*** Document passage

The column transformer and the Support Vector Classifier (SVC) were combined into a single pipeline. This way, we ensure that for each resampling split, the preprocessing steps are fit exclusively on the training portion of the dataset and subsequently applied to the validation portion. This design yields a more realistic assessment of model performance and prevents information from the test folds from influencing the training process.

Crossvalidation

On the training set, we applied a 5-fold cross-validation using the cross_validate function, with both training and validation scores reported for each fold. The results were aggregated to compute the mean and standard deviation across the cross-validation folds, which allows us to generate a summary of the model’s performance and its variability.

Fit the Model

After cross-validation, the final SVC pipeline was fit on the full training set. The fitted pipeline was then used to generate predictions on the held-out test set, enabling an out-of-sample evaluation of classification performance.

	Unnamed: 0	0	1	2	3	4	accuracy	macro avg	weighted avg
0	precision	0.769231	0.600000	0.200000	0.285714	0.0	0.6	0.370989	0.576923
1	recall	0.937500	0.272727	0.142857	0.285714	0.0	0.6	0.327760	0.600000
2	f1-score	0.845070	0.375000	0.166667	0.285714	0.0	0.6	0.334490	0.572232
3	support	32.000000	11.000000	7.000000	7.000000	3.0	0.6	60.000000	60.000000

Predict (X_test) and compare with Actuals (y_test)

Discussion

The SVC model was able to identify meaningful patterns to predict heart disease based on the data, with a test score of 0.61 and train score of 0.78. Based on these results, it might indicate that there was some overfitting based on the large difference between training and test results.

From the EDA (Figure 1), we see that various features such as age, sex, chol and more have clear differences in their distribution between disease and no disease which will help the model to predict between the two. For a better predictor, we may want to incorporate additional features given the complexity of heart disease.

******
*** Extracted records

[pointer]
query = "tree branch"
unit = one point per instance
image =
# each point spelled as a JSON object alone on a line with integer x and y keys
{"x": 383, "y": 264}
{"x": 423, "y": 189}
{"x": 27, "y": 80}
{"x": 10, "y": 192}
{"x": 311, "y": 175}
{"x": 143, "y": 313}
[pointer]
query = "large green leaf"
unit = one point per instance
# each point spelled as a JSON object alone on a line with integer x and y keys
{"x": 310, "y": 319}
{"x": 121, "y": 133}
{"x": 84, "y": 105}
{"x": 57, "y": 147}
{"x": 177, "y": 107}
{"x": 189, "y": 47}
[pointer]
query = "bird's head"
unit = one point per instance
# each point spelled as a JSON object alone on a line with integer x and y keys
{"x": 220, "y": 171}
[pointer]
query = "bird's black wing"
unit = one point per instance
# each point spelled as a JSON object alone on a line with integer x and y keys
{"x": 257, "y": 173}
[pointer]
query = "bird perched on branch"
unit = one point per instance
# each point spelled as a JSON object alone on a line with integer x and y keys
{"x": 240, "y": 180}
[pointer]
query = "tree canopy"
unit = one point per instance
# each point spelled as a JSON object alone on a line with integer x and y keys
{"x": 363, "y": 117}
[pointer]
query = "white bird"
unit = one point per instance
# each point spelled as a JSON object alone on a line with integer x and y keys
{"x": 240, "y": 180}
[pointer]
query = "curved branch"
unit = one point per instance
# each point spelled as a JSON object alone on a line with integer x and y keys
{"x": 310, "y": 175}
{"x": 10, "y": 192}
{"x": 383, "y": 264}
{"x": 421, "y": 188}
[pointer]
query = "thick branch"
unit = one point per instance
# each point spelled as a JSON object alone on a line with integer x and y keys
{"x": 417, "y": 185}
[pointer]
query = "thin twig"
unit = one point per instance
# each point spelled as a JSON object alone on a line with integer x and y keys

******

Action item A: In the passage on the heart disease classification model, how many folds were used for cross-validation on the training set?
Action item B: Go on with the passage on the heart disease classification model, picking up after its last sentence.

Expected output A: Five folds were used.

Expected output B:
The confusion matrix (Figure 2) shows that the model captures meaningful patterns but sometimes misclassifies borderline cases. Additional feature engineering or alternative models may improve performance.

Results and Conclusion

Our analysis shows that several clinical features differ noticeably between patients with and without heart disease. As seen in the EDA histograms, patients with heart disease tend to have higher resting blood pressure (trestbps), higher ST-depression values (oldpeak), and lower maximum heart rate achieved (thalach) compared to individuals without disease. After preprocessing the dataset using scaling for numerical variables and one-hot encoding for categorical variables, we trained a Support Vector Classifier (SVC) model. Cross-validation results indicate an average test accuracy of 0.61, with a higher training accuracy of 0.78, suggesting some overfitting. When evaluating predictions on the unseen test set, the model correctly identified many cases but also showed several misclassifications, especially where the model predicted “0” (no disease) but the true label was “1” or “2.” Overall, while the model captures meaningful patterns in the dataset, its moderate predictive performance suggests that further tuning, alternative models, or feature engineering may be needed to improve accuracy and reduce classification bias.

References

R. Detrano, W. Steinbrunn, A. Jánosi. 1989. “International Application of a New Probability Algorithm for the Diagnosis of Coronary Artery Disease.” American Journal of Cardiology.

UCI Machine Learning Repository. n.d. “UCI Machine Learning Repository: Heart Disease Dataset.” https://archive.ics.uci.edu/dataset/45/heart+disease.